THE TASK:
Pick out every line below that contains the string "resolution", matching case exactly, and copy each one in full.

MATERIAL SHOWN:
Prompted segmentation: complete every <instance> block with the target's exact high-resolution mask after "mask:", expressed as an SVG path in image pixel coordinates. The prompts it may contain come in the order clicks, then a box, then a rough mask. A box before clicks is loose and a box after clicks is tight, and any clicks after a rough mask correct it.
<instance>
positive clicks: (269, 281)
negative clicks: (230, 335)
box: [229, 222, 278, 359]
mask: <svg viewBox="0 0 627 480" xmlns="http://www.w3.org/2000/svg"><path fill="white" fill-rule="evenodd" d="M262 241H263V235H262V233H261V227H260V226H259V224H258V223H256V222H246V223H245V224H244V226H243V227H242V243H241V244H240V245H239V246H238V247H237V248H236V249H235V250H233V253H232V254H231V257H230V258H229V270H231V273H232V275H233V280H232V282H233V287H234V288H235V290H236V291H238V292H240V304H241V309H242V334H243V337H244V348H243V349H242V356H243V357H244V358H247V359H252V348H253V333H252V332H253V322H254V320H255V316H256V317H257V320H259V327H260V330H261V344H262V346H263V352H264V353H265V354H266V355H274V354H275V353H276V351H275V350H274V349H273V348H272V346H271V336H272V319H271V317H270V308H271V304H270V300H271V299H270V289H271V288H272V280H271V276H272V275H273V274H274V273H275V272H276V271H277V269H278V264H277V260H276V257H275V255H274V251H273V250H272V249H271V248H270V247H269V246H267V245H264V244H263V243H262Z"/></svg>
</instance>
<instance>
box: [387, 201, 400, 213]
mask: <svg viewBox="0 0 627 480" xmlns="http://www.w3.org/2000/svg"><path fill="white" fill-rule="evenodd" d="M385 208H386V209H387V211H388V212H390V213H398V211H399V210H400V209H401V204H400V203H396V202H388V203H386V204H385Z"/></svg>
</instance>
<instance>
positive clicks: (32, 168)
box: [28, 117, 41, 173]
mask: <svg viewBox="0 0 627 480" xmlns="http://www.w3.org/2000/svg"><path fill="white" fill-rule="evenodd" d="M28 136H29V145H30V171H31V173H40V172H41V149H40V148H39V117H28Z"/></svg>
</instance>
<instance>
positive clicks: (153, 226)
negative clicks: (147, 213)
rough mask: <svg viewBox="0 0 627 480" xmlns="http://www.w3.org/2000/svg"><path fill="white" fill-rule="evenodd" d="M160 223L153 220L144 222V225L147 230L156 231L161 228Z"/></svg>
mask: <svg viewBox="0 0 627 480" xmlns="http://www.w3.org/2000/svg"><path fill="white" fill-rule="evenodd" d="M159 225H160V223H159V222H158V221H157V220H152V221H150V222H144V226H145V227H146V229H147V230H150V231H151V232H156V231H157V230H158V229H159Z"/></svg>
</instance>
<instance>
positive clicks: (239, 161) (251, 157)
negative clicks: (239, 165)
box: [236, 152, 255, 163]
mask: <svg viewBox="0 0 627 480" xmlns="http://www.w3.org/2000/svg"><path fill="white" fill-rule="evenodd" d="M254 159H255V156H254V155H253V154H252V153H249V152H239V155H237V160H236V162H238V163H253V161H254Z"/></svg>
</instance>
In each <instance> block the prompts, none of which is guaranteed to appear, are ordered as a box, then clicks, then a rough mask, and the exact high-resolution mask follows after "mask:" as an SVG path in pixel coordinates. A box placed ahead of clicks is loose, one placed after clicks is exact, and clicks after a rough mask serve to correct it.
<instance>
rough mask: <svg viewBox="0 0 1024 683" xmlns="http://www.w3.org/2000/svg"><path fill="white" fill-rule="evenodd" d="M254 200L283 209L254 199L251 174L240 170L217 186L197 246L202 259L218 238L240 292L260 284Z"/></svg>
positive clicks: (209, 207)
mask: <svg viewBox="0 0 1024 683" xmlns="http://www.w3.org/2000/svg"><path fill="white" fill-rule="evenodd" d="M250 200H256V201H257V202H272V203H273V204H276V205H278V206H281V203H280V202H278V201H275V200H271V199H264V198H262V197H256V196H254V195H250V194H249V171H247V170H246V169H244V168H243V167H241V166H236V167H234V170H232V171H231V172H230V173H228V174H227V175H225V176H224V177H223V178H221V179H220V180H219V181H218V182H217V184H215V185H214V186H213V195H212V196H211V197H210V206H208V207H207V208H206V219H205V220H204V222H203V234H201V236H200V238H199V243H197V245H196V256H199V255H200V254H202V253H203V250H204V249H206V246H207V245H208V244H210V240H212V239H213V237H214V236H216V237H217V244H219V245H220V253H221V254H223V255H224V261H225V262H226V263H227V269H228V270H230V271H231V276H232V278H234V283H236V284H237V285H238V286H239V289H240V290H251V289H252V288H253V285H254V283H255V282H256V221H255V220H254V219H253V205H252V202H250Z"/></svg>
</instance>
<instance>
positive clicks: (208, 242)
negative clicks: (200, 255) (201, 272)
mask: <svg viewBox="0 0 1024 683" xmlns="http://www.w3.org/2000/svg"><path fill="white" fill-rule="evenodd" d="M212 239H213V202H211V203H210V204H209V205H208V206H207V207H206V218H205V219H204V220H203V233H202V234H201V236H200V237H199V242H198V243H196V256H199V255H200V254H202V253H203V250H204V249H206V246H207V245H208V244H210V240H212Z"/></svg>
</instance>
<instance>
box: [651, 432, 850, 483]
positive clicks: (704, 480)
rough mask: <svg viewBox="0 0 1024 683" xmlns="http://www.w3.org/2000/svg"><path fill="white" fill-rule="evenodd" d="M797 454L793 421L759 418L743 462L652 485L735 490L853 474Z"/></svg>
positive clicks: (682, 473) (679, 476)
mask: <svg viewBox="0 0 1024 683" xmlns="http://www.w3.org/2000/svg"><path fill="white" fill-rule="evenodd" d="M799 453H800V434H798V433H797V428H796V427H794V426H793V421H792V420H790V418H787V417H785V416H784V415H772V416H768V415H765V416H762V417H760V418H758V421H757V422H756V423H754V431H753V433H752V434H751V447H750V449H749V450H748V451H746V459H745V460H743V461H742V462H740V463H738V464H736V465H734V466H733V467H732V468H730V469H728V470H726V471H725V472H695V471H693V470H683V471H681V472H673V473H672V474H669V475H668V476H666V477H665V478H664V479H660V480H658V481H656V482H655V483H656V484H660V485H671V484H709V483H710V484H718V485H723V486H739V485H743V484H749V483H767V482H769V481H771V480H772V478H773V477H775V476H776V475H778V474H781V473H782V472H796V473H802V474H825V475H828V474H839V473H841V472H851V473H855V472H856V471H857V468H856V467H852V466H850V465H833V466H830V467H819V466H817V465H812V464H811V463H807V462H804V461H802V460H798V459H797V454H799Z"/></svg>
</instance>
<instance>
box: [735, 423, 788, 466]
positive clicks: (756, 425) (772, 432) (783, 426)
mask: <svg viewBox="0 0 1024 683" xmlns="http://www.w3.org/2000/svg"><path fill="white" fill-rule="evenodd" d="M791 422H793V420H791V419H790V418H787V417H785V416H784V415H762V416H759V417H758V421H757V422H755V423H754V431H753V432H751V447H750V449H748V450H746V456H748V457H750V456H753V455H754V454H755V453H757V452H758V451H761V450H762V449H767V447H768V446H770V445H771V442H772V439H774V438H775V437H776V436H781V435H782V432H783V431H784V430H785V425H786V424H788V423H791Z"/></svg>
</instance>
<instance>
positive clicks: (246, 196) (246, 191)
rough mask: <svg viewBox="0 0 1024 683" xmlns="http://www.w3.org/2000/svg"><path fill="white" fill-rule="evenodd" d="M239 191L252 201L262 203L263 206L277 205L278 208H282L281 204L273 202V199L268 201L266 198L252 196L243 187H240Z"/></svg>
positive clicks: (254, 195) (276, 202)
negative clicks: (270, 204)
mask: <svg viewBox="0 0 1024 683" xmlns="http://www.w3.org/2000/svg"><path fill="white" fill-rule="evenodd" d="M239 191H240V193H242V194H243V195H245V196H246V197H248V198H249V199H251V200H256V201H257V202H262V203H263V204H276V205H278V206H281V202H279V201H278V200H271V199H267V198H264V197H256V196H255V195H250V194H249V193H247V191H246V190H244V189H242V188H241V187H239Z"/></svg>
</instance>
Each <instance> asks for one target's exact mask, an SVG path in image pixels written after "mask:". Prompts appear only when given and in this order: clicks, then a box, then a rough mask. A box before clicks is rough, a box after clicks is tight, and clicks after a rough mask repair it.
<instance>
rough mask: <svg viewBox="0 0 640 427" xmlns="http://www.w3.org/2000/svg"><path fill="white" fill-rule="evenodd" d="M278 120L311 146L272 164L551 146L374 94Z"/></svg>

RESPONSE AREA:
Prompted segmentation: complete every <instance> block with the target's exact high-resolution mask after "mask:", expressed as an SVG path in image pixel coordinates. The prompts it may contain come in the order clicks, then a box, then a rough mask. A box before clicks is loose and a box after clicks is tight, and any clicks after a rough mask correct it.
In each <instance> block the prompts, none of which is guaranteed to appear, are ordered as a box, then clicks, then a rough mask, and the exact high-resolution mask follows after "mask:" as an SVG path in pixel coordinates. A box placed ahead of clicks is loose, one placed after clicks is exact, and clicks after a rough mask serve to correct it.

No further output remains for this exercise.